Stored items from the dataset
# # # # # # #
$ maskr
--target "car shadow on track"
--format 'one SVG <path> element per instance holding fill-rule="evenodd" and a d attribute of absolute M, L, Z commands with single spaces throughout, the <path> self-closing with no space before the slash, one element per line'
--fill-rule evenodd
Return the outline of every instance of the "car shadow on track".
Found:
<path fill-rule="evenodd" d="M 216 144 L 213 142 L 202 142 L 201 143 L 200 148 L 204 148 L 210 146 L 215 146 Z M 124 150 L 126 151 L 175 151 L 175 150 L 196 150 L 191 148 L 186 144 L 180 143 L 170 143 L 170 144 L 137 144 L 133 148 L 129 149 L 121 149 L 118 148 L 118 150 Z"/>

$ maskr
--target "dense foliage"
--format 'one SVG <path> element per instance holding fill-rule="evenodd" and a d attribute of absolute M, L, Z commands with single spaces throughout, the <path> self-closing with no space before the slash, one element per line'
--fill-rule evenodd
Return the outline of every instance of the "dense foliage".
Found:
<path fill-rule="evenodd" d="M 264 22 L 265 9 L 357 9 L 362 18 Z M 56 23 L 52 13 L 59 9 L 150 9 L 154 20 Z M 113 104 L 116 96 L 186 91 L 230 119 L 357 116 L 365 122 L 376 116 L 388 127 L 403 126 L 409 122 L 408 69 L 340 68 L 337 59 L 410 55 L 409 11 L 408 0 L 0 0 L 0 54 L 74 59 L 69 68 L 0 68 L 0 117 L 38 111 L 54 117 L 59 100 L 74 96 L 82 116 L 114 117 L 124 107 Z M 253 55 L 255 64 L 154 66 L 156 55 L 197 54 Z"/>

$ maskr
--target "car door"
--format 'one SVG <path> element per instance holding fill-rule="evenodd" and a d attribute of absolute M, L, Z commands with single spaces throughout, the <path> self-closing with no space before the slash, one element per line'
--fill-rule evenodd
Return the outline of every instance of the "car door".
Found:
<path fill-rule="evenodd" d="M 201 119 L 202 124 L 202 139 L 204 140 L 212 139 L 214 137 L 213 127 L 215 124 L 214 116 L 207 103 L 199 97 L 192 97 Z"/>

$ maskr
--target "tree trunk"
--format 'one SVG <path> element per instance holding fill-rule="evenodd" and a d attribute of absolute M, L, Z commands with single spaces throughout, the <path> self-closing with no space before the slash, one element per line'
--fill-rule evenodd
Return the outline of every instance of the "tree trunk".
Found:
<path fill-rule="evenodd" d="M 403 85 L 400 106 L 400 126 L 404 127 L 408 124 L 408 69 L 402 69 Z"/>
# # # # # # #
Copy every one of the records above verbatim, preserving each character and line break.

FINISHED TASK ▸
$ maskr
--target "car shadow on track"
--format 'one SVG <path> element per instance holding fill-rule="evenodd" and a d attribute of absolute M, L, Z commands with single spaces throughout, the <path> self-closing with no space before the slash, one element per line'
--fill-rule evenodd
Return the outline of every instance of the "car shadow on track".
Found:
<path fill-rule="evenodd" d="M 216 144 L 213 142 L 202 142 L 201 143 L 200 148 L 204 148 L 210 146 L 215 146 Z M 124 150 L 126 151 L 175 151 L 175 150 L 196 150 L 191 148 L 186 144 L 180 143 L 170 143 L 170 144 L 137 144 L 133 148 L 129 149 L 121 149 L 118 148 L 118 150 Z"/>

$ maskr
--target "dense foliage"
--format 'one SVG <path> element per instance holding fill-rule="evenodd" and a d attribute of absolute M, L, Z commands with single spaces throughout, the <path> self-closing with no space before the slash, one element per line'
--fill-rule evenodd
Return the outline of every instance of the "dense foliage".
Found:
<path fill-rule="evenodd" d="M 264 22 L 265 9 L 357 9 L 362 18 Z M 56 23 L 52 13 L 59 9 L 150 9 L 154 20 Z M 113 104 L 116 96 L 186 91 L 230 119 L 357 116 L 365 122 L 376 116 L 388 127 L 403 126 L 409 122 L 408 69 L 340 68 L 337 59 L 410 55 L 409 11 L 408 0 L 0 0 L 0 54 L 74 59 L 69 68 L 0 68 L 0 117 L 38 111 L 54 117 L 59 100 L 74 96 L 82 116 L 114 117 L 124 107 Z M 253 55 L 255 64 L 154 66 L 156 55 L 197 54 Z"/>

$ maskr
--target "car door"
--format 'one SVG <path> element per instance holding fill-rule="evenodd" and a d attribute of absolute M, L, Z commands with single spaces throughout, the <path> self-closing with no space before the slash, one element per line'
--fill-rule evenodd
Return the outline of every instance of the "car door".
Found:
<path fill-rule="evenodd" d="M 201 119 L 202 124 L 202 139 L 204 140 L 212 139 L 214 137 L 213 127 L 215 124 L 214 116 L 207 103 L 199 97 L 192 97 Z"/>

$ maskr
--target "tree trunk"
--format 'one SVG <path> element per instance holding fill-rule="evenodd" and a d attribute of absolute M, L, Z commands with single spaces throughout, the <path> self-closing with no space before the slash, one element per line'
--fill-rule evenodd
Return the outline of every instance of the "tree trunk".
Found:
<path fill-rule="evenodd" d="M 403 85 L 400 106 L 400 126 L 404 127 L 408 124 L 408 69 L 402 69 Z"/>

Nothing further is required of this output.